EXERCISE GOAL =
Copy the rows exactly as they appear, starting with the first row and ending with the line that contains "17, 291, 79]]", with that line included.

DATA EXCERPTS =
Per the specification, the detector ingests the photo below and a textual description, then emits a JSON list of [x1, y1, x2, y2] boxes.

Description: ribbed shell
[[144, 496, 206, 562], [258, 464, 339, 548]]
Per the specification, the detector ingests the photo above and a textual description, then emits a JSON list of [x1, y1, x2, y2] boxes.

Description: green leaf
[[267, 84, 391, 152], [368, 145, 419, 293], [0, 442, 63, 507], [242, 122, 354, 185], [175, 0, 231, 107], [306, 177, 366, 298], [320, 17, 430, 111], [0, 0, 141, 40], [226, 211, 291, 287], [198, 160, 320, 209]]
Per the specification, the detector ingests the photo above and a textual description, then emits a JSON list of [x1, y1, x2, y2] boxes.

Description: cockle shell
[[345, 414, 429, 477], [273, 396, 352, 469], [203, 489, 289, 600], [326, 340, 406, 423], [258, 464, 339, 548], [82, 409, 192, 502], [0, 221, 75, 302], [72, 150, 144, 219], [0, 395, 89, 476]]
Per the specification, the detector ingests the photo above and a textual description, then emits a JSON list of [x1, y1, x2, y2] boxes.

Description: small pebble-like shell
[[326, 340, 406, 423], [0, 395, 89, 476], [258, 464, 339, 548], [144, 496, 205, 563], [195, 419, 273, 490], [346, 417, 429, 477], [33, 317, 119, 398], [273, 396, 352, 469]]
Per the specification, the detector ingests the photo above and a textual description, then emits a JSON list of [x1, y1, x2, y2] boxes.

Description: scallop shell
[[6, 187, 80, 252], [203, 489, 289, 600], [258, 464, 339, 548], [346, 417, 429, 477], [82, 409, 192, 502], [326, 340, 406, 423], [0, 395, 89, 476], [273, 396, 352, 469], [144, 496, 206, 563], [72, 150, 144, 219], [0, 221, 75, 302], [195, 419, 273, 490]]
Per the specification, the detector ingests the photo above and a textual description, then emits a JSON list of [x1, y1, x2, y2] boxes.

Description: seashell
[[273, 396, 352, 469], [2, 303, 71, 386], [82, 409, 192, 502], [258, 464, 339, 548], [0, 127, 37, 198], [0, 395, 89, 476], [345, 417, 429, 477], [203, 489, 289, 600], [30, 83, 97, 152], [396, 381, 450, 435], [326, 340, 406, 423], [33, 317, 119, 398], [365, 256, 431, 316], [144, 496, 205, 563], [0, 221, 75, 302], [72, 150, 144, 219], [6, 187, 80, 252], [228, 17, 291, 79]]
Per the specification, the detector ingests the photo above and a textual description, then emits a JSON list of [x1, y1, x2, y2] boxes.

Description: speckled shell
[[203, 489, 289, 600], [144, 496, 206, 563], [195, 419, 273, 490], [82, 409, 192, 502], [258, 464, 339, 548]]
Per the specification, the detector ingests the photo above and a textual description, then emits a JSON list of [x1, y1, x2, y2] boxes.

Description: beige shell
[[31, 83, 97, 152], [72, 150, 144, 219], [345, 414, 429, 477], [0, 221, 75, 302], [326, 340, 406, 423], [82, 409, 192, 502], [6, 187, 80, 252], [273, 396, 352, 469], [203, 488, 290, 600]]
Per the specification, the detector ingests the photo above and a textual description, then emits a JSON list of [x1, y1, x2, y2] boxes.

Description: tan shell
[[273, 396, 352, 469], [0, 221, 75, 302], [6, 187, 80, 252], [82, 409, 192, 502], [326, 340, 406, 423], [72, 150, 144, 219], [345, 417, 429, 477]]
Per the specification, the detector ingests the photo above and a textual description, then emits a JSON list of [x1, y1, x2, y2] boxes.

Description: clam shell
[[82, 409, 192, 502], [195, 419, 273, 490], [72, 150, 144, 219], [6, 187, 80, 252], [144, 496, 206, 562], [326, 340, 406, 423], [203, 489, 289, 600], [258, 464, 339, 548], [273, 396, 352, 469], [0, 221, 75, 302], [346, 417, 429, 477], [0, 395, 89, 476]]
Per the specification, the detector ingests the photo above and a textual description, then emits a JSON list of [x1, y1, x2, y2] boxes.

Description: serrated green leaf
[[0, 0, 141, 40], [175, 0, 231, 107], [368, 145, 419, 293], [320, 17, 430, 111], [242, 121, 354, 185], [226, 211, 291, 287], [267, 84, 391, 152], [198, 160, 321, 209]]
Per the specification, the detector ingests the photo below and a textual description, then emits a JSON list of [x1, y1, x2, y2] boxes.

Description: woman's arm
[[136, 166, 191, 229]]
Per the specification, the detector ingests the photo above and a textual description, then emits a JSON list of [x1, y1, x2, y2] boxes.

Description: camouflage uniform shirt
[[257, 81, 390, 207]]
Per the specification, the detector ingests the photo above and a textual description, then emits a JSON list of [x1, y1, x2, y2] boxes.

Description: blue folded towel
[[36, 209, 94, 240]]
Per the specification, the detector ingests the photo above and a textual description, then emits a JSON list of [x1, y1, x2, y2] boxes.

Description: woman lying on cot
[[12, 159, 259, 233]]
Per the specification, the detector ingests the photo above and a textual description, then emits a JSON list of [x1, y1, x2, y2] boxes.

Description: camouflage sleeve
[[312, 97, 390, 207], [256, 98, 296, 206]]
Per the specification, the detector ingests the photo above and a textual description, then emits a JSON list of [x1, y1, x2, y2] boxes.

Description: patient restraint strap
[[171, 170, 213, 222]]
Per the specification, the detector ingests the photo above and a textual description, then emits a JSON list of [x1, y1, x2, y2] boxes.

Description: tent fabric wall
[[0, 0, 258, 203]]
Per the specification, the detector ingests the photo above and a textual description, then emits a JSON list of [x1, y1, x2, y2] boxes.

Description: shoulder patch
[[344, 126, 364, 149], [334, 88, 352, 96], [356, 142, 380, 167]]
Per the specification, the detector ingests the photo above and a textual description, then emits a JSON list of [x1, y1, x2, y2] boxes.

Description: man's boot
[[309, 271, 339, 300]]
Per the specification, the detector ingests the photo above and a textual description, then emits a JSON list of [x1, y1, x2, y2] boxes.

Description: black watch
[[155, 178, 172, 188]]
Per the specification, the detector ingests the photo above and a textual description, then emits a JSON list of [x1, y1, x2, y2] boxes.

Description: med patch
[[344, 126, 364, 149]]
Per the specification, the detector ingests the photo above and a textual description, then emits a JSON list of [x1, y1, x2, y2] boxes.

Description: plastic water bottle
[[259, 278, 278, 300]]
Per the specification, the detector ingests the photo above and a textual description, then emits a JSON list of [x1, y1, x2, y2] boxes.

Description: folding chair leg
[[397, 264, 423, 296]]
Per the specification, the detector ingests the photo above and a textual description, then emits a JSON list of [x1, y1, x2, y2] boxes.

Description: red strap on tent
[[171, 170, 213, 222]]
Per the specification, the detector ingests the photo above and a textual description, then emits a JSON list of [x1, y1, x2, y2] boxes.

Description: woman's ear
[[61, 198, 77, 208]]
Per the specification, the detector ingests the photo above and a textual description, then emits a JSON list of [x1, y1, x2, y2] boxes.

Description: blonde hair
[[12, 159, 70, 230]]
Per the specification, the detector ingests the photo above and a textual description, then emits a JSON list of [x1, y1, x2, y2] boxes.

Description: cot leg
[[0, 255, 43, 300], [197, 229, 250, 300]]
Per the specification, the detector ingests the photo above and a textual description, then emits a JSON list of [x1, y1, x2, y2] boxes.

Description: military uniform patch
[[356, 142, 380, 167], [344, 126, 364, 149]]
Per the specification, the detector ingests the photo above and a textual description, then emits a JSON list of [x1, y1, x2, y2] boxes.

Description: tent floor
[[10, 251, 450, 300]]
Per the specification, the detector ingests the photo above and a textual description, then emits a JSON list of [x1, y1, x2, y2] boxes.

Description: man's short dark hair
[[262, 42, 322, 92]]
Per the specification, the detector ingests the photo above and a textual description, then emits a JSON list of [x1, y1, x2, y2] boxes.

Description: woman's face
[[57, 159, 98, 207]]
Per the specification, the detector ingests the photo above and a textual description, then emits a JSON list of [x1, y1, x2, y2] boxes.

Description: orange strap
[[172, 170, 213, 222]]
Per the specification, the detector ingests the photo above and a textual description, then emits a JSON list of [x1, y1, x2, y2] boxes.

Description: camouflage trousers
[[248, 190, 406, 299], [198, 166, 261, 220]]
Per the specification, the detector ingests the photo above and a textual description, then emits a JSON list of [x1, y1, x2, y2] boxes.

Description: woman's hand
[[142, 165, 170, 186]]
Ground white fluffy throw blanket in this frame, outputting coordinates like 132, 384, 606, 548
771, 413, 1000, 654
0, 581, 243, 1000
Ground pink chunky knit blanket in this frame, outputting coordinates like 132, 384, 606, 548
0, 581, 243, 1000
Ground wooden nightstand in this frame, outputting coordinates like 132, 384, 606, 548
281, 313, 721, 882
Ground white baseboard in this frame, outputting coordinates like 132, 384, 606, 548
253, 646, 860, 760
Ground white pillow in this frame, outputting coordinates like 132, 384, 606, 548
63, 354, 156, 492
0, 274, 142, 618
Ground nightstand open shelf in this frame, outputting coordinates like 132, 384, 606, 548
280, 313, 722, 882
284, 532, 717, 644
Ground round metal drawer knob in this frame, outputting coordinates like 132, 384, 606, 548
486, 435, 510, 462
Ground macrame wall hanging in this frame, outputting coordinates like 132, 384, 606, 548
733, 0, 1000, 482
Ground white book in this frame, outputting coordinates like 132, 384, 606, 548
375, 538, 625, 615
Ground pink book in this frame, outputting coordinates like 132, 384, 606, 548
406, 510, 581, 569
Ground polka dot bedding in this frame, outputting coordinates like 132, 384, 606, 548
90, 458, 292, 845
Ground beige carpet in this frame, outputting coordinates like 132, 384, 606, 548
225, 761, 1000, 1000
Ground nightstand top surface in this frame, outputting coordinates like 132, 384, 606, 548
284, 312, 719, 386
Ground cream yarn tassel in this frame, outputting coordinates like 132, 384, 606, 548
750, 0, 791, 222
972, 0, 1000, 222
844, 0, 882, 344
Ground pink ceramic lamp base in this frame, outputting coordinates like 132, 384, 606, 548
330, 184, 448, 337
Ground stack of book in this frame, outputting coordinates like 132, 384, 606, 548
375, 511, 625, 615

SOLUTION TO THE EXERCISE =
Per the specification, the detector ingests the photo below and a textual description, then emits a JSON list of [x1, y1, x2, y2] boxes.

Description: ribbed shell
[[144, 496, 206, 562], [258, 464, 339, 548]]
Per the specification, the detector ingests the photo above and a textual description, then emits a JSON list of [x1, y1, x2, y2] boxes.

Description: green leaf
[[267, 84, 391, 152], [368, 145, 419, 293], [0, 442, 63, 507], [242, 122, 354, 185], [175, 0, 231, 107], [306, 177, 366, 298], [320, 17, 430, 111], [0, 0, 141, 40], [226, 211, 291, 287], [198, 160, 320, 209]]
Per the specification, the detector ingests the photo above and a textual description, then emits a JSON list of [x1, y1, x2, y2] boxes.

Description: cockle shell
[[345, 414, 429, 477], [273, 396, 352, 469], [203, 489, 289, 600], [326, 340, 406, 423], [258, 464, 339, 548], [82, 409, 192, 502], [0, 221, 75, 302], [72, 150, 144, 219], [0, 395, 89, 476]]
Per the specification, the detector ingests the photo above and a textual description, then emits a JSON list of [x1, y1, x2, y2] boxes.

Description: small pebble-like shell
[[326, 340, 406, 423], [0, 395, 89, 476], [258, 464, 339, 548], [144, 496, 205, 563], [195, 419, 273, 490], [346, 417, 429, 477], [33, 317, 119, 398], [273, 396, 352, 469]]
Per the specification, the detector ingests the photo above and a textual description, then emits a JSON list of [x1, y1, x2, y2] boxes.

Description: scallop shell
[[6, 187, 80, 252], [203, 489, 289, 600], [258, 464, 339, 548], [346, 417, 429, 477], [82, 409, 192, 502], [326, 340, 406, 423], [0, 395, 89, 476], [273, 396, 352, 469], [144, 496, 206, 563], [72, 150, 144, 219], [0, 221, 75, 302], [195, 419, 273, 490]]
Per the specification, the detector ingests the photo above and a textual description, then emits a JSON list of [x1, y1, x2, y2] boxes.

Description: seashell
[[273, 396, 352, 469], [2, 303, 71, 386], [82, 409, 192, 502], [258, 464, 339, 548], [0, 127, 37, 198], [0, 395, 89, 476], [345, 417, 429, 477], [203, 489, 289, 600], [30, 83, 97, 152], [396, 381, 450, 435], [326, 340, 406, 423], [33, 317, 119, 398], [365, 256, 431, 316], [144, 496, 205, 563], [0, 221, 75, 302], [72, 150, 144, 219], [6, 187, 80, 252], [228, 17, 291, 79]]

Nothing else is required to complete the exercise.